• [AIM OF THE EXERCISE] Which body parts does the rabbit grooming text say to inspect for mats?

You should see the skin. It should be a light pink. If the skin turns irritated and red, you are overgrooming. Stop and move to a different section. 

8. Continue combing the side.

9. Once the one side is completed, turn the bunny 180 degrees and comb out the other side of the bunny.

10. Put your right hand (if you are left handed, do the opposite) on the bunny's chest. The middle finger should be under the left armpit and your thumb should be under the right armpit. 

With your right hand, gently push the bunny back towards the crook of the left arm. Your left forearm should secure the bunny against your body.

The bunny should be sitting up and only slightly leaning back. The rabbit should never be flat on his back!

11. Inspect the abdomen, groin, legs, feet and tail for any mats and use the flea comb to comb out. Work on the feet only if there are mats. If it feels like there is a one big mat on the bottom of the foot, leave it. The foot needs some thick fur for protection.

12. Take a cotton swab and dip it in warm water or diluted chlorhexidine solution. Examine the scent glands, located on either side of the anus. A brown, waxy substance builds up in the pocket. If left for a long time, it hardens like dried nasal mucus. Loosen it with a cotton swab soaked in warm water and gently wipe the skin clean. This area is very delicate, so take your time and don't be aggressive.

13. Trim nails.

For more details on how to trim nails, click here.

14. Once all the nails are trimmed, gently guide the bunny back to his initial position with all four feet on your lap. Use the finishing brush on the back and sides of the bunny to remove any loose hair that may have settled on top of the coat. Alternatively, you can wet your hands and run them along the bunny's body. 

15. Finished! Give your bunny a treat!

Grooming Rabbits Do's and Don'ts

Never:

  • Bathe a bunny! This can result in shock, hyperthermia and death. There are certain exceptions where bathing is necessary, which is explained further in the Special Needs section of this website

  • Trance your bunny:
    Trancing (or tonic immobility) is when a bunny is flat on his back, feet in the air and very still. This is a fear response that kicks in when a rabbit is cornered by a predator. Heart and respiration rate also decreases, which may be disastrous if your bunny is elderly or has heart and lung conditions. Always make sure your bunny is sitting up as much as possible.

  • Use flea medication without consulting your veterinarian.

• [RECORDS SHOWN]
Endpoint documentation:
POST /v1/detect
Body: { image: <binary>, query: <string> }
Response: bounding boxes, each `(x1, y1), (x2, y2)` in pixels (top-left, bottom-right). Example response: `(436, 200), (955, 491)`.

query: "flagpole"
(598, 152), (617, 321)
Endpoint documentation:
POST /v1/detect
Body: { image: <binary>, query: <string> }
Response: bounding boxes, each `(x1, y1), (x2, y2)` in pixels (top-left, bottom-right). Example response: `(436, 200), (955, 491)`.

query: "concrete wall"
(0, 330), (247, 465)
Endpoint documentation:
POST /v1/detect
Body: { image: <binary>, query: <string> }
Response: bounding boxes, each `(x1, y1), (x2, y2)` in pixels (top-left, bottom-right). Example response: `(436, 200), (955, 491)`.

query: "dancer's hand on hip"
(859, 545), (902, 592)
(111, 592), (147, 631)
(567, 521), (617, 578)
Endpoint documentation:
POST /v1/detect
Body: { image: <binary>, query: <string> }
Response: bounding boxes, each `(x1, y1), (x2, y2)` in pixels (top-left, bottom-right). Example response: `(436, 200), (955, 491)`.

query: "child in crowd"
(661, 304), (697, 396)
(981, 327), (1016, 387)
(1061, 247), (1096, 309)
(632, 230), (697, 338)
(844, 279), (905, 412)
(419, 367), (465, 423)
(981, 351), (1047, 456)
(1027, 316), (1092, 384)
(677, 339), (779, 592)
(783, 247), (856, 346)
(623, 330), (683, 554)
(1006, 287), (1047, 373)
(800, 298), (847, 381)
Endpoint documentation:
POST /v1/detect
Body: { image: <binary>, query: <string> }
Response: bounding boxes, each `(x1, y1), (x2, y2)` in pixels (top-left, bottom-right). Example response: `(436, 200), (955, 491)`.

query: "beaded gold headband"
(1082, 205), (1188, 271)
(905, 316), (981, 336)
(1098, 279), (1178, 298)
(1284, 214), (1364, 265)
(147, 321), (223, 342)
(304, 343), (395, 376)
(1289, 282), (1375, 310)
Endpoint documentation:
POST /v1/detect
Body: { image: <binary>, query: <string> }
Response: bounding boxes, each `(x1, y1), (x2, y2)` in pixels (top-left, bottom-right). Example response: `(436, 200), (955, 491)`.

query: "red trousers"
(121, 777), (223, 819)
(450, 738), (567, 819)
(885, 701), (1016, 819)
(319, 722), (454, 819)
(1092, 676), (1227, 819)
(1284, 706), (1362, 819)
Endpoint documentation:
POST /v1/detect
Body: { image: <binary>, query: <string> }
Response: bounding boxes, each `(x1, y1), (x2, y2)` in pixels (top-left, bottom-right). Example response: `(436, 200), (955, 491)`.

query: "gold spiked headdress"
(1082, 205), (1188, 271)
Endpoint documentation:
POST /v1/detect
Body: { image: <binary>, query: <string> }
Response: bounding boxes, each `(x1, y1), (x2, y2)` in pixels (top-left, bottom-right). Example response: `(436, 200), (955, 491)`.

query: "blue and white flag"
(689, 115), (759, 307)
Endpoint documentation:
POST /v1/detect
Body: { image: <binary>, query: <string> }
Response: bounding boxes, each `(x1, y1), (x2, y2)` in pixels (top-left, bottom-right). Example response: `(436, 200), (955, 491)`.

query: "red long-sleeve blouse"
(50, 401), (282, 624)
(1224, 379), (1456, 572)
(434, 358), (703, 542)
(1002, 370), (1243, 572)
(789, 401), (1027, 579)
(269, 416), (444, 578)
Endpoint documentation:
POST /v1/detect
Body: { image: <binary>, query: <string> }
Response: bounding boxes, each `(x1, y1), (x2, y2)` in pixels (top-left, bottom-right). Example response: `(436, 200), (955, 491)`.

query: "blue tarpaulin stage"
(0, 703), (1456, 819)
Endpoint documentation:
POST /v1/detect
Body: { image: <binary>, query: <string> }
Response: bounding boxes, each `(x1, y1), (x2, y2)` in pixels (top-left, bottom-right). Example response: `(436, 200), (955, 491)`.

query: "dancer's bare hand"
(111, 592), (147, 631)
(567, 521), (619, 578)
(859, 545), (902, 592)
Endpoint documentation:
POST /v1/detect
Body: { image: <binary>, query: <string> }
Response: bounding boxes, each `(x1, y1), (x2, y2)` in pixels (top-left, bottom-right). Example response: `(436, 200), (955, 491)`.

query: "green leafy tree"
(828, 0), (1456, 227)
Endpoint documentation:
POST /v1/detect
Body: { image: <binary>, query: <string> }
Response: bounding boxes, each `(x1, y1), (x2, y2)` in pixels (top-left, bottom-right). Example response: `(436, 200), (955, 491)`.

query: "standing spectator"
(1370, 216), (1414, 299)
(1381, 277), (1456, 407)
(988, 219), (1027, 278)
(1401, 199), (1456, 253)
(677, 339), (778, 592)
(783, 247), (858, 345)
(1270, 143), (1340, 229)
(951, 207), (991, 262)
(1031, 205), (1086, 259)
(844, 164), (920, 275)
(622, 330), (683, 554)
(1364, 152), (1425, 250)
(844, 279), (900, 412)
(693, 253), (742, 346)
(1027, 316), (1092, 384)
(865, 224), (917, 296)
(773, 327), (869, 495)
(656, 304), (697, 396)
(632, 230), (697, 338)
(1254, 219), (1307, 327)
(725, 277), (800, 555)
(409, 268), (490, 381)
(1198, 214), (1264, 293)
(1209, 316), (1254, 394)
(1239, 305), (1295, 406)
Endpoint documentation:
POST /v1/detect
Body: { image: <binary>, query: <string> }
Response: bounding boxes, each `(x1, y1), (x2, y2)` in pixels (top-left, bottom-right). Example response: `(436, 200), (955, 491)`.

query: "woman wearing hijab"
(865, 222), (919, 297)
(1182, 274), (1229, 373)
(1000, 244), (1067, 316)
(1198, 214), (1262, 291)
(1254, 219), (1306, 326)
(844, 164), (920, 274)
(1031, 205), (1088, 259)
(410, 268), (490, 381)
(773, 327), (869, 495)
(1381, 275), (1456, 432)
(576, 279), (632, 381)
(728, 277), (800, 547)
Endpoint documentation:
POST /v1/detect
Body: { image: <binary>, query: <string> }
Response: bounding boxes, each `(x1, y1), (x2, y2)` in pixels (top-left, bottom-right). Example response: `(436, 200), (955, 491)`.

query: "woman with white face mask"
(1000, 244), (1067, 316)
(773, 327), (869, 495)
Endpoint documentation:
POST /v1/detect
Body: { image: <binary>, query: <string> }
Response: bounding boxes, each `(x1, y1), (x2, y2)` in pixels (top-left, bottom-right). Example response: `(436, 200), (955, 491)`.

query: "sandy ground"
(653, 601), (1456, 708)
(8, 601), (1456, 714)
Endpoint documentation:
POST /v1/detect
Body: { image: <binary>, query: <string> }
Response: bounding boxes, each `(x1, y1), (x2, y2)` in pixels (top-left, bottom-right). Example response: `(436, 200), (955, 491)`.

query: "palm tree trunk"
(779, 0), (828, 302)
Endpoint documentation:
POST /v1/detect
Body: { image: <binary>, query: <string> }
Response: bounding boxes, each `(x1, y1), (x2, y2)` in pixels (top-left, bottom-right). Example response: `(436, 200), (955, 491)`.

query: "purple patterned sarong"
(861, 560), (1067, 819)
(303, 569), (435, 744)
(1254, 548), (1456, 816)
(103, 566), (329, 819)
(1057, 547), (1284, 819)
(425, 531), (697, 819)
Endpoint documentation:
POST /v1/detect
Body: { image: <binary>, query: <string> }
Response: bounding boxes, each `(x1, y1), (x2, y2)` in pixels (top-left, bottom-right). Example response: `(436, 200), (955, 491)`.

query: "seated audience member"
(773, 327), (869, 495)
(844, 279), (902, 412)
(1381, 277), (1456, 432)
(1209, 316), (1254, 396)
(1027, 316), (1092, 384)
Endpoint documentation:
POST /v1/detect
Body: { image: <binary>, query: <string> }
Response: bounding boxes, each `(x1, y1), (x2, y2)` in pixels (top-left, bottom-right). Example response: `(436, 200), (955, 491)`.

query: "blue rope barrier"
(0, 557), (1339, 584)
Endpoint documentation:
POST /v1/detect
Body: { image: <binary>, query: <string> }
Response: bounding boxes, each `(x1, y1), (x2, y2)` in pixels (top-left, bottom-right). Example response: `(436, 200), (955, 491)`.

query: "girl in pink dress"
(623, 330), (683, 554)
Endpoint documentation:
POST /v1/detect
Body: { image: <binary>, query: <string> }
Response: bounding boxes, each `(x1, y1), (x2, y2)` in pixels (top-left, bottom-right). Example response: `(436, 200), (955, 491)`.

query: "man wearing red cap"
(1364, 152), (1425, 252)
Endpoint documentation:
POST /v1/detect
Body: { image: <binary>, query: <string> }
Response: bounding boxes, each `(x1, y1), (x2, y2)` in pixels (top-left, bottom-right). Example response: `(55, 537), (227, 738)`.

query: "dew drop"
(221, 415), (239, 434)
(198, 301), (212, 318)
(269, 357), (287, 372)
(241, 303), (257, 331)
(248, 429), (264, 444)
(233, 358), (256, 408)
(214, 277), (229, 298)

• [OUTPUT OF THE EXERCISE] Abdomen, groin, legs, feet, and tail.